Extracted data entries
★ ★ ★
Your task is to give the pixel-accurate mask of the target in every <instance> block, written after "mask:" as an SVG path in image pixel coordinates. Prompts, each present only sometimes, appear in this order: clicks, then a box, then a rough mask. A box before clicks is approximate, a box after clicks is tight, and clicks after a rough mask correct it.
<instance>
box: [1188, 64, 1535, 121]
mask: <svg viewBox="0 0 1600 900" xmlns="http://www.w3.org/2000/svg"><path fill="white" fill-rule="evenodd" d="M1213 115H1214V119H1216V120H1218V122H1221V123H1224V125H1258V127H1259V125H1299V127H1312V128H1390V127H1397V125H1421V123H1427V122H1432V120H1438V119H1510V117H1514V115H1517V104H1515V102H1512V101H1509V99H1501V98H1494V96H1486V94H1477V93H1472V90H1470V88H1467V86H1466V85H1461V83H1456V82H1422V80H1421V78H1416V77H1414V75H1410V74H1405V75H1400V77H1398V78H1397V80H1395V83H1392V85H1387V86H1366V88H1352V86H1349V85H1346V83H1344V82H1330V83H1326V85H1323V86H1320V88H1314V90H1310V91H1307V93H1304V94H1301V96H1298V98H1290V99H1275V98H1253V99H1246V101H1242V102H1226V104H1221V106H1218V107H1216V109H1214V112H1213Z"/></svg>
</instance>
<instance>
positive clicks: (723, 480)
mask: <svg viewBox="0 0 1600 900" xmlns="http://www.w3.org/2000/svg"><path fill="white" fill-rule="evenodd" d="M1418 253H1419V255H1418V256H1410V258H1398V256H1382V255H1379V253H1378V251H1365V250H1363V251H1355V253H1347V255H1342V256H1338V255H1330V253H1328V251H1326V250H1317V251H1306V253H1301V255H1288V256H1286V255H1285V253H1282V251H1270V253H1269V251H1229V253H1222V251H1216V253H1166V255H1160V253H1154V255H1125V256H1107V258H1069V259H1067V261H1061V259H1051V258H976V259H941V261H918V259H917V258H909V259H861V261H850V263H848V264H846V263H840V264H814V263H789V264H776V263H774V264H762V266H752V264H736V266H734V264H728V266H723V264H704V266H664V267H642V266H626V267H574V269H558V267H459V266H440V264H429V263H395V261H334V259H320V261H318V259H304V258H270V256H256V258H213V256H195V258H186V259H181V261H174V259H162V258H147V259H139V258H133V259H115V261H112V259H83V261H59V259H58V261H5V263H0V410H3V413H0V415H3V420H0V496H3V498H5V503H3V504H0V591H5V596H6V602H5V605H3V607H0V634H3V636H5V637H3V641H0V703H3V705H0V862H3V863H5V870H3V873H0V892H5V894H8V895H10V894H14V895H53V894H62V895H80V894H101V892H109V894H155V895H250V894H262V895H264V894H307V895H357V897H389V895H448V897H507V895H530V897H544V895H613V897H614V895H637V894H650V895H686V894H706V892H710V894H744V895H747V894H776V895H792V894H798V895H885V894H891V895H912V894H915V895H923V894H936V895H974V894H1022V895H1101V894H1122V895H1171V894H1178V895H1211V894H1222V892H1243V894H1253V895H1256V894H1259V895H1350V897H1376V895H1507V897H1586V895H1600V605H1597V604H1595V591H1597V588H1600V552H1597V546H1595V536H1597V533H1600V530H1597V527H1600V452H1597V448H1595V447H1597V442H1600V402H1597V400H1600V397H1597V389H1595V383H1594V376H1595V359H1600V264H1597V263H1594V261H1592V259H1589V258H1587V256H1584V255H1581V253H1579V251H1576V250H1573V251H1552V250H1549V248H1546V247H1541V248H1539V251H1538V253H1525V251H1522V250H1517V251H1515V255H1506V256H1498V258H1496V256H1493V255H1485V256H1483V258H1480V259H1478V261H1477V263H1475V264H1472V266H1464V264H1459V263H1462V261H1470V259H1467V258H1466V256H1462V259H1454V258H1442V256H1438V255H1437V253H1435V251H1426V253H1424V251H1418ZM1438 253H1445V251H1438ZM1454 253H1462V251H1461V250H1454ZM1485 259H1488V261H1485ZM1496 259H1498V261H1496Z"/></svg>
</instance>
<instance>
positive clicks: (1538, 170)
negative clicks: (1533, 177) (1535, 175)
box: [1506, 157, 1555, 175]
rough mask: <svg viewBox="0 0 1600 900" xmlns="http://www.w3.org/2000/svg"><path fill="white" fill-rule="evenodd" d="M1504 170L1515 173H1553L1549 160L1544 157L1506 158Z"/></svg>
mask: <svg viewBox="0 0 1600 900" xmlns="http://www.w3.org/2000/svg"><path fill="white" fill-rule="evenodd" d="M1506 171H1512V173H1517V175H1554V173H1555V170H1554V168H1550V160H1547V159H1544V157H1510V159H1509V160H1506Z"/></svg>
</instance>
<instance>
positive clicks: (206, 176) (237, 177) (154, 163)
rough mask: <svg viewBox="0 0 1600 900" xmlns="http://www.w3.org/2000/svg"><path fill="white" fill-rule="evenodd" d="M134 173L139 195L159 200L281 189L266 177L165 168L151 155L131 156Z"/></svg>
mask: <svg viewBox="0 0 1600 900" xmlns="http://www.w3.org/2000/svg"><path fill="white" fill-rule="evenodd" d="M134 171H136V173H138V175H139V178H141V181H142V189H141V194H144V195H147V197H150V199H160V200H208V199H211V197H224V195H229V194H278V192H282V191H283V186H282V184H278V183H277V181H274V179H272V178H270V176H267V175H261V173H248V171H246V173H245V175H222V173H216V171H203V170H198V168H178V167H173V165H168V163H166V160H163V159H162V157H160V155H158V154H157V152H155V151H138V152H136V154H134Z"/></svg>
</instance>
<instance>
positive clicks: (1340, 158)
★ ★ ★
◆ REQUIRED WORK
Without leaving anything out, repeat the data exactly.

◆ TASK RESULT
Your task is to give the pixel-accurate mask of the target in every <instance> block, written after "mask:" as an SVG path in image pixel coordinates. Prompts, each present only sometimes, appear in this order: clicks, then a box, then a rough mask. A box before clicks is approximate, a box after clicks is tight, and clicks after a rough mask correct it.
<instance>
box: [1188, 64, 1535, 121]
mask: <svg viewBox="0 0 1600 900" xmlns="http://www.w3.org/2000/svg"><path fill="white" fill-rule="evenodd" d="M1213 115H1214V119H1216V120H1218V122H1221V123H1224V125H1258V127H1259V125H1299V127H1312V128H1390V127H1397V125H1421V123H1427V122H1432V120H1438V119H1510V117H1514V115H1517V104H1515V102H1512V101H1509V99H1501V98H1494V96H1486V94H1477V93H1472V90H1470V88H1467V86H1466V85H1461V83H1456V82H1422V80H1421V78H1416V77H1414V75H1410V74H1405V75H1400V77H1398V78H1397V80H1395V83H1392V85H1387V86H1366V88H1352V86H1349V85H1346V83H1344V82H1330V83H1326V85H1323V86H1320V88H1314V90H1310V91H1307V93H1304V94H1301V96H1298V98H1290V99H1275V98H1253V99H1246V101H1242V102H1226V104H1221V106H1218V107H1216V109H1214V112H1213Z"/></svg>
</instance>
<instance>
positive clicks: (723, 480)
mask: <svg viewBox="0 0 1600 900" xmlns="http://www.w3.org/2000/svg"><path fill="white" fill-rule="evenodd" d="M1418 253H1419V255H1418V256H1410V258H1398V256H1382V255H1379V253H1378V251H1365V250H1363V251H1355V253H1347V255H1342V256H1338V255H1330V253H1328V251H1326V250H1317V251H1306V253H1301V255H1288V256H1286V255H1285V253H1282V251H1270V253H1269V251H1229V253H1222V251H1216V253H1166V255H1160V253H1154V255H1125V256H1107V258H1069V259H1067V261H1061V259H1051V258H976V259H941V261H918V259H917V258H909V259H861V261H850V263H848V264H846V263H840V264H814V263H789V264H776V263H774V264H762V266H752V264H736V266H734V264H728V266H723V264H704V266H664V267H642V266H626V267H574V269H558V267H459V266H440V264H429V263H395V261H334V259H320V261H318V259H304V258H270V256H256V258H213V256H195V258H186V259H181V261H174V259H162V258H147V259H139V258H133V259H115V261H112V259H83V261H59V259H58V261H5V263H0V410H3V413H0V415H3V420H0V496H3V498H5V503H3V504H0V591H5V596H6V602H5V605H3V607H0V634H3V636H5V637H3V641H0V703H3V705H0V862H3V863H5V870H3V873H0V892H5V894H8V895H10V894H14V895H53V894H62V895H80V894H101V892H109V894H155V895H250V894H262V895H264V894H307V895H357V897H389V895H448V897H507V895H530V897H544V895H613V897H614V895H637V894H650V895H686V894H706V892H710V894H744V895H747V894H776V895H792V894H798V895H885V894H891V895H912V894H915V895H923V894H936V895H974V894H1022V895H1101V894H1122V895H1171V894H1178V895H1211V894H1222V892H1243V894H1253V895H1256V894H1259V895H1350V897H1376V895H1507V897H1586V895H1600V605H1597V604H1595V591H1597V588H1600V552H1597V546H1595V536H1597V533H1600V530H1597V527H1600V452H1597V448H1595V447H1597V442H1600V402H1597V400H1600V397H1597V389H1595V383H1594V376H1595V359H1600V264H1597V263H1594V261H1592V259H1589V258H1587V256H1584V255H1581V253H1579V251H1576V250H1573V251H1552V250H1549V248H1546V247H1541V248H1539V251H1538V253H1525V251H1522V250H1517V251H1515V255H1506V256H1498V258H1496V256H1493V255H1485V256H1483V258H1480V259H1478V261H1477V263H1475V264H1472V266H1464V264H1459V263H1462V261H1470V259H1467V258H1466V256H1462V259H1454V258H1442V256H1438V255H1437V253H1435V251H1426V253H1424V251H1418ZM1438 253H1445V251H1438ZM1454 253H1462V251H1461V250H1454ZM1485 259H1488V261H1485ZM1496 259H1498V261H1496Z"/></svg>
</instance>
<instance>
positive clicks: (1538, 170)
negative clicks: (1533, 177) (1535, 175)
box: [1506, 157, 1555, 175]
rough mask: <svg viewBox="0 0 1600 900" xmlns="http://www.w3.org/2000/svg"><path fill="white" fill-rule="evenodd" d="M1504 170L1515 173H1553L1549 160L1544 157L1506 158Z"/></svg>
mask: <svg viewBox="0 0 1600 900" xmlns="http://www.w3.org/2000/svg"><path fill="white" fill-rule="evenodd" d="M1506 171H1512V173H1517V175H1554V173H1555V170H1554V168H1550V160H1547V159H1544V157H1510V159H1509V160H1506Z"/></svg>
</instance>
<instance>
positive clicks: (206, 176) (237, 177) (154, 163)
rough mask: <svg viewBox="0 0 1600 900" xmlns="http://www.w3.org/2000/svg"><path fill="white" fill-rule="evenodd" d="M134 173L139 195L159 200L281 189L266 177L165 168L151 155L131 156Z"/></svg>
mask: <svg viewBox="0 0 1600 900" xmlns="http://www.w3.org/2000/svg"><path fill="white" fill-rule="evenodd" d="M134 171H136V173H138V175H139V178H141V181H142V189H141V194H144V195H147V197H150V199H160V200H208V199H211V197H224V195H229V194H278V192H282V191H283V186H282V184H278V183H277V181H274V179H272V178H270V176H267V175H261V173H248V171H246V173H245V175H222V173H216V171H203V170H198V168H178V167H173V165H168V163H166V160H163V159H162V157H160V155H158V154H157V152H155V151H138V152H136V154H134Z"/></svg>
</instance>
<instance>
positive clicks: (1340, 158)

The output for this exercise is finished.